**EXERCISE TEXT:**
↓

Homeless tent tally in District 5 drops below pre-pandemic level; hundreds still counted in Districts 6, 10
Count of homeless people living in vehicles nearly doubles in one year
The city’s quarterly count of tents on the streets of San Francisco earlier this month revealed a sharp drop from levels recorded at the height of the pandemic.
The count, undertaken throughout the city on Oct. 7 and 8, tallied 703 tents and 28 sites with six or more tents. That’s down from 1,108 tents counted in April 2020, along with 66 sites with six tents or more. In July 2020, 1,003 tents were recorded, as well as 59 large encampments.
“The numbers are definitely getting better, but it’s not close to good enough,” said Jeff Kositsky, the manager of the city’s Healthy Streets Operations Center (HSOC). “This is a step in what will be a long process of improving conditions on the street during the pandemic.”

↑

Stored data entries
↓

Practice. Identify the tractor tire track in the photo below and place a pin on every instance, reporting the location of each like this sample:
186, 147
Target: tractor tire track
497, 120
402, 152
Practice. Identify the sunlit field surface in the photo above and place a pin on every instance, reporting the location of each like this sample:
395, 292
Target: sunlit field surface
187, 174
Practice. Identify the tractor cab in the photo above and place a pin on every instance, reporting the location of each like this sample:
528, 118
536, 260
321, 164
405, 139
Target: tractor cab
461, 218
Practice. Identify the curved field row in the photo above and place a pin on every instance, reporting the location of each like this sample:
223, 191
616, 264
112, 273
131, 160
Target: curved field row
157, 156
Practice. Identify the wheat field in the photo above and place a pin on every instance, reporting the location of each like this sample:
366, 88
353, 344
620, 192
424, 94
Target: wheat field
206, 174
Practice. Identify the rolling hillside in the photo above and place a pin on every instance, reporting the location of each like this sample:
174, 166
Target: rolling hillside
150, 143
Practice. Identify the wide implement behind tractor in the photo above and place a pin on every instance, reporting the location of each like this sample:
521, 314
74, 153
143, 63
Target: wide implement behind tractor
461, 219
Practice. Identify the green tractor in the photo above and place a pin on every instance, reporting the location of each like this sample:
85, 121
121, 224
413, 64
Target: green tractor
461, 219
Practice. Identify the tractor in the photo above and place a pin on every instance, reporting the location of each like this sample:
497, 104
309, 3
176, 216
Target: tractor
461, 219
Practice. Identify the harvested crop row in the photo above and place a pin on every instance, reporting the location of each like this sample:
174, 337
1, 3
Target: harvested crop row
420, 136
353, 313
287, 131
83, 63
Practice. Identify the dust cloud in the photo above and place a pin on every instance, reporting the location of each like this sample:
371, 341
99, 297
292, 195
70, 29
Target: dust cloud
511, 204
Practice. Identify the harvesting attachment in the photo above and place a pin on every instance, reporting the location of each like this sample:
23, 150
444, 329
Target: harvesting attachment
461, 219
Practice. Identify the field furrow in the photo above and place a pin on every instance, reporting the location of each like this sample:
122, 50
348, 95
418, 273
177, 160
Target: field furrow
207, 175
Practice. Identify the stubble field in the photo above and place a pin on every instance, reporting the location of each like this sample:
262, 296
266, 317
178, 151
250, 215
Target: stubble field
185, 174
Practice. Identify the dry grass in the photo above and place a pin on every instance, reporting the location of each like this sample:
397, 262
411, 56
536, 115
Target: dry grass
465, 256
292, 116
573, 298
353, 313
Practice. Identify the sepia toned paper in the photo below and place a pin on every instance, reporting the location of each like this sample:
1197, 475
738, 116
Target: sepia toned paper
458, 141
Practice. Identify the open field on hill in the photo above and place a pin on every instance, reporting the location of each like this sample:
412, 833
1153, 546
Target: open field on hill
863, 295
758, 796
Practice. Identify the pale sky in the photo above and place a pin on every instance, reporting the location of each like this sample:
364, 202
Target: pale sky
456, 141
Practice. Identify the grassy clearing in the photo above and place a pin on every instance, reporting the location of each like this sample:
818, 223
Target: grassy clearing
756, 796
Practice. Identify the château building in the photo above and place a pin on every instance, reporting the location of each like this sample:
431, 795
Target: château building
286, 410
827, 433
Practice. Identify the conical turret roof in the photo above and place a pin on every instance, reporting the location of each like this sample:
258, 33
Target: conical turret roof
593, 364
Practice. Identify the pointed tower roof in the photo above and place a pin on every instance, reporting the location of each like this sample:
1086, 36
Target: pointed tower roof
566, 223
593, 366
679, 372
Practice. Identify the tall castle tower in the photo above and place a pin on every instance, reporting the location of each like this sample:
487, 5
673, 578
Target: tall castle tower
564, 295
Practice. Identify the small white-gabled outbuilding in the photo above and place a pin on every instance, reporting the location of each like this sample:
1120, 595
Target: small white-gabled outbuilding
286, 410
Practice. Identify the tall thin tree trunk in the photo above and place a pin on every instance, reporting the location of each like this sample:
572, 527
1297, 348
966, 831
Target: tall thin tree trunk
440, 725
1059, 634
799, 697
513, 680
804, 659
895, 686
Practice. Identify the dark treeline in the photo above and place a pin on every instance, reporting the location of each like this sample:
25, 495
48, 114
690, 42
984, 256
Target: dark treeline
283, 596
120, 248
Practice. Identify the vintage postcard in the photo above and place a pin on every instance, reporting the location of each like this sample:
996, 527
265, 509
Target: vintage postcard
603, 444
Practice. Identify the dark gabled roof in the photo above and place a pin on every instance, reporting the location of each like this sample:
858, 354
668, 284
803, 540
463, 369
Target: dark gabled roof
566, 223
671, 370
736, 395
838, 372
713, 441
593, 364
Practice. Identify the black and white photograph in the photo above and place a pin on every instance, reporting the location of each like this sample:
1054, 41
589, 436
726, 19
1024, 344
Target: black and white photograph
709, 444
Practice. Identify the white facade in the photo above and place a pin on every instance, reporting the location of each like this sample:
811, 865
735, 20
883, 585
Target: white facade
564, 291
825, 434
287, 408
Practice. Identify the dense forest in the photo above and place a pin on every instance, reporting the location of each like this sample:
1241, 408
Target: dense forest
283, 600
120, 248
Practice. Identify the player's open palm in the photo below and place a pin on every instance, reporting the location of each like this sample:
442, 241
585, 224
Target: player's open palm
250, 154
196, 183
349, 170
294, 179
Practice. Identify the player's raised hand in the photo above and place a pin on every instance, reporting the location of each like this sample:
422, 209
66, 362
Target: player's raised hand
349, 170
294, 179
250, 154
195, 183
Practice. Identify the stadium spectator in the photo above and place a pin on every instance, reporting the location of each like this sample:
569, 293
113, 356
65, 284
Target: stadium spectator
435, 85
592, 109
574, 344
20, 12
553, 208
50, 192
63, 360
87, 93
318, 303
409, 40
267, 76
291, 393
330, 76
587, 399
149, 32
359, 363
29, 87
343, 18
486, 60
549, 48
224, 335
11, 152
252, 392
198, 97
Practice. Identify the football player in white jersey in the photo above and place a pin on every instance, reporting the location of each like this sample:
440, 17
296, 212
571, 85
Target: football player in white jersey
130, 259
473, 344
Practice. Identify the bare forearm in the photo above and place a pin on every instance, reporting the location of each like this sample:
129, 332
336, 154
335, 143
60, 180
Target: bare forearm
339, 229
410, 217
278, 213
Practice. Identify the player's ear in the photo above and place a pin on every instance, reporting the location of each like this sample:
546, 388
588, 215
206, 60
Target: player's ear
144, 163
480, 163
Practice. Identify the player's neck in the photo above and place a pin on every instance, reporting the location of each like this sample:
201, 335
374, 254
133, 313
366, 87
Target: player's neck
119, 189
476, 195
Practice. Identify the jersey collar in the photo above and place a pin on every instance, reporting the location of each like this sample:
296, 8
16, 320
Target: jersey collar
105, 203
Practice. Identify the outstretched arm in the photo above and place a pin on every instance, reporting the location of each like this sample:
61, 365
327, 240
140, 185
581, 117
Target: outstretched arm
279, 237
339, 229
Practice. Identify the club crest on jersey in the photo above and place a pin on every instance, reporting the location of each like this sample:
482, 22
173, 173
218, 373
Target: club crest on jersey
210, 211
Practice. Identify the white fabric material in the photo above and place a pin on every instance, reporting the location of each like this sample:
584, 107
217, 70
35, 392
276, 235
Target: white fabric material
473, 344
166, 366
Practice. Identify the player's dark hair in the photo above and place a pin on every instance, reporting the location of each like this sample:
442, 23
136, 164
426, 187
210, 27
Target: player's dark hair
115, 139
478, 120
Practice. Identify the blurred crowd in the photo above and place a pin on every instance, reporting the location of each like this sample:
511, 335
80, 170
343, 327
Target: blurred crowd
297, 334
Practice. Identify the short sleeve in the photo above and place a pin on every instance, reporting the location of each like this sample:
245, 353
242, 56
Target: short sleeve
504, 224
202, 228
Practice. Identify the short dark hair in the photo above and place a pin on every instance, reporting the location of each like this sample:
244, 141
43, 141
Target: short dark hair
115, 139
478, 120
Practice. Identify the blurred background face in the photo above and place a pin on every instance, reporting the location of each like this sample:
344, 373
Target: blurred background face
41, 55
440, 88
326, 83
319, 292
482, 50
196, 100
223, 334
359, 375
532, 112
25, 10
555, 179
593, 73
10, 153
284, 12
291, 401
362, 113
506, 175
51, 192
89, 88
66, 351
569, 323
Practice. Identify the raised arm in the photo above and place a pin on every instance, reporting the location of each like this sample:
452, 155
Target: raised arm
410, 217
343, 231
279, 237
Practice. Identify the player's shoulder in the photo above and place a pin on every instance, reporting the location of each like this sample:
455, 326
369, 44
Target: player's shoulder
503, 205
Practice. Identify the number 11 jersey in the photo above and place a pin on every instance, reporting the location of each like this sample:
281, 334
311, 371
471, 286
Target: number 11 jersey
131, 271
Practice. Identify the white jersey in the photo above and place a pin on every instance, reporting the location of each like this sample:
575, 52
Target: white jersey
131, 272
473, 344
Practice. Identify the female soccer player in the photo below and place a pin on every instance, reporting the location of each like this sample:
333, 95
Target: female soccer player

↑

**PROBLEM SET:**
1. Transcribe the passage of the San Francisco tent count article between "Homeless tent tally" and "59 large encampments.", inclusive.
2. Translate into Spanish this sentence from the San Francisco tent count article: "The city’s quarterly count of tents on the streets of San Francisco earlier this month revealed a sharp drop from levels recorded at the height of the pandemic."

**RESPONSES BY TASK:**
1.
Homeless tent tally in District 5 drops below pre-pandemic level; hundreds still counted in Districts 6, 10
Count of homeless people living in vehicles nearly doubles in one year
The city’s quarterly count of tents on the streets of San Francisco earlier this month revealed a sharp drop from levels recorded at the height of the pandemic.
The count, undertaken throughout the city on Oct. 7 and 8, tallied 703 tents and 28 sites with six or more tents. That’s down from 1,108 tents counted in April 2020, along with 66 sites with six tents or more. In July 2020, 1,003 tents were recorded, as well as 59 large encampments.

2. El recuento trimestral de tiendas de campaña en las calles de San Francisco que realizó la ciudad a principios de este mes reveló una fuerte caída respecto a los niveles registrados en el punto álgido de la pandemia.